::: Excerpt provided
Private Collection, France, for several generations

Further Information

The present work is a rare devotional painting depicting Saint Benedict of Palermo, the first Black saint canonized in modern times. The verso of the unlined canvas bears a signature and inscription with the date of 1747. It indicates that the painting was made by a certain Francisco Benito Gonzales Missa (or possibly Arissa) on the "vio molinos de Tuy" (the street of the windmills in the town of Tui) in the year 1747. Tui is located in Pontevedra (Galicia), on the Spanish side of the Miño River, facing the Portuguese town of Valença. No artist with this name has yet been identified, and the painting's compositional format, with its full-length central figure and narrative vignettes framed with baroque ornamentation on either side, is one found both in the Spanish provinces and New World colonies.

The Saint:
Saint Benedict of Palermo (ca. 1524-1589) is known by several names, reflecting the cultural prejudices of his times and the extent of the posthumous veneration dedicated to him. He was born Benedetto Manasseri in a village near Messina once called San Filadelfo and now San Fratello-hence his sobriquets, Benedetto da San Filadelfo and Benedetto da Sanfratello. His parents, Christoforo and Diana, were Christians of Ethiopian origin. Christoforo was enslaved by a certain Vincenzo Manasseri; Diana, manumitted according to some sources, had the surname of her "padrone" Larcan. It is uncertain whether Benedict was born free or was freed at the age of ten, but his skin color engendered the more familiar names by which he is known: Benedetto (or Benito in Spanish) Moro (Benedict the Moor), Benedict the African, or Benedict the Black. We know that he received no formal education and was working as a farm hand when, at the age of twenty-one, he met Girolamo Lanza, an itinerant noble ascetic, who had formed a group of devout hermits which Benedict soon joined. He remained with them until 1562, when Pius IV ordered the dissolution of their hermitage and their transfer to established monastic orders. Benedict then joined the Franciscans, becoming a lay brother at the Monastery of Santa Maria di Gesù near Palermo. His duties there were modest ones, preparing food in the kitchen and sweeping the monastery floors, but his humility, piety, and asceticism were recognized, and he was eventually appointed Guardian and Master of the Novices at the Monastery-extraordinary positions in light of his evident illiteracy. Early accounts attest to his devotion to a life of poverty and obedience, to austerity, self-mortification and charity-which led to tales not alone of good works, but miracles: occurrences of the materialization of food and wine (such as, the replication of loaves of bread and the appearance of ripe oranges in winter) and extraordinary demonstrations of prophecy, reanimation, and cures of blindness, dire illnesses, and myriad afflictions.
::::::
Exercise requirements ->
1 > Name every person other than Saint Benedict who appears in the section of the Saint Benedict painting description headed "The Saint:".
2 > Pick up the description of the Saint Benedict painting with the next passage after its last sentence.
::: Given information
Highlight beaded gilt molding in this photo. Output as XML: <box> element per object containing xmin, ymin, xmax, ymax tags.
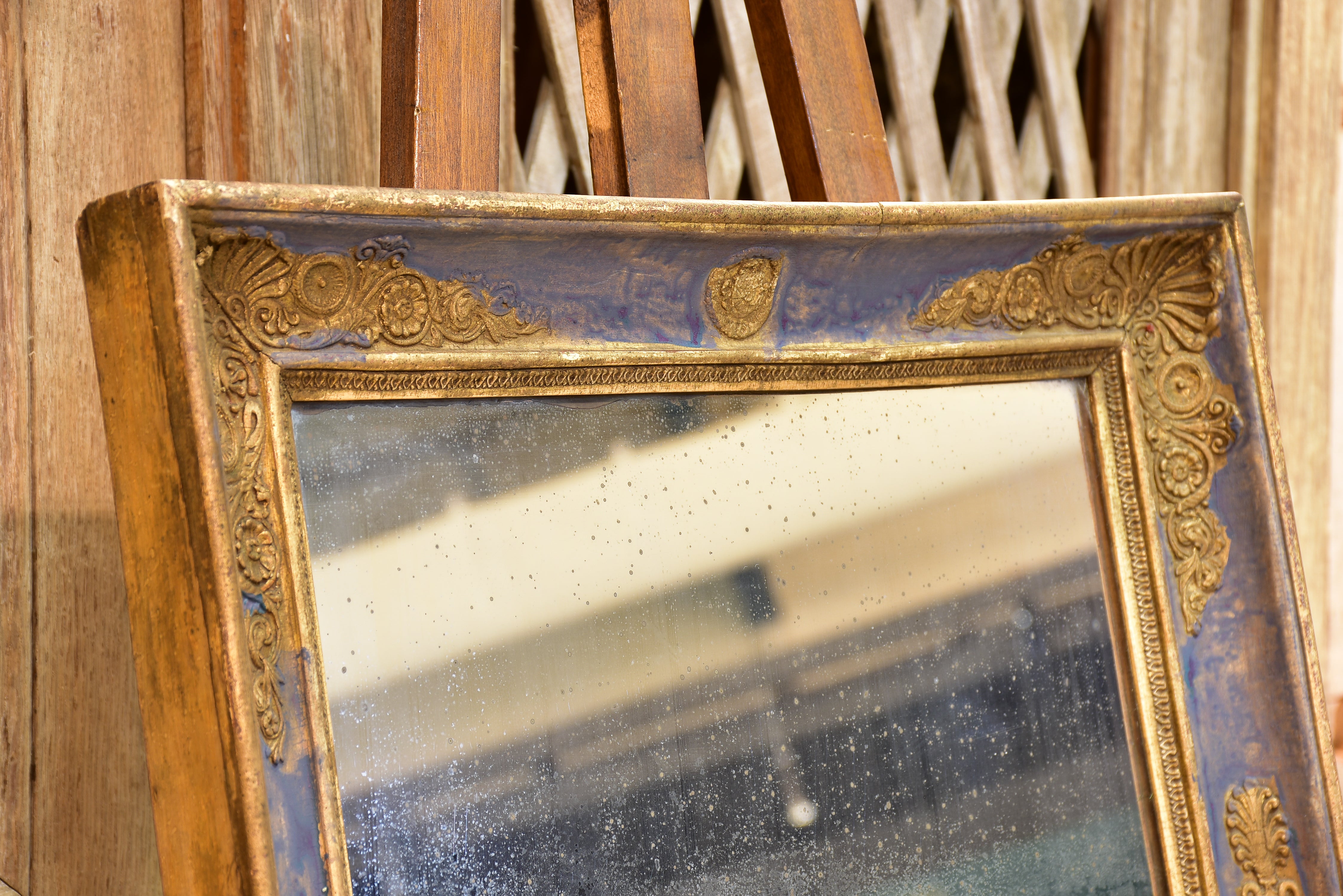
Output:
<box><xmin>195</xmin><ymin>228</ymin><xmax>545</xmax><ymax>764</ymax></box>
<box><xmin>913</xmin><ymin>230</ymin><xmax>1240</xmax><ymax>635</ymax></box>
::::::
Solved tasks ->
1 >
- Christoforo
- Diana
- Vincenzo Manasseri
- Larcan
- Girolamo Lanza
- Pius IV

2 >
Benedict's path to sainthood began soon after his death in 1589 and continued over the next two centuries. While popular veneration of Benedict was considerable (though unsanctioned), the official process of canonization proceeded slowly. It began in 1595, following the mandatory five-year hiatus after his death when an "ordinary process" was initiated. Two apostolic inquiries followed in 1620, another two in 1625. In 1716 a process was held at the Church of Santa Maria sopra Minerva in Rome, focusing on the cult devoted to Benedict, which by then had proliferated across Iberia to the Spanish and Portuguese colonies of the New World-especially Peru, Mexico, and Brazil. Benedict was finally beatified in 1743 but canonized only in 1807. Today Benedict remains one of the most deeply venerated saints throughout the New World. In Venezuela a series of festivals and processions dedicated to Benedict take place every winter. These incorporate African, European, and indigenous traditions, featuring elaborate costumes, vibrant dances, and drum orchestras of African origin known as chimbanguéles.

Benedict's cause was supported and amplified by the Church and the Spanish Monarchy. Erin Kathleen Rowe has written: "Habsburg monarchs had begun an ambitious project of elevating holy people from all regions of its composite monarchy, including Rose of Lima, Isabel of Portugal, and John of God. Philip [that is, Philip III] had two levels of interest in Benedict's cult - first it highlighted the sanctity of Sicily, one of his dominions, and second, it offered help in the long effort of evangelizing to existing and new populations of enslaved Africans throughout the empire." Parallel with these efforts were the establishment of black confraternities, first in Spain and Portugal, but soon in Spanish America. Rowe writes: "The tradition of black confraternities had been firmly in place for over a century before the entrance of Benedict's cult to the Iberian Atlantic, yet black saints and black confraternities quickly became intertwined. In fact, black confraternities became the primary vehicle through which devotion to black saints spread. Black saints, then, emerged out of the brutality of early modern slavery and the attendant collision of Africans and Christianity."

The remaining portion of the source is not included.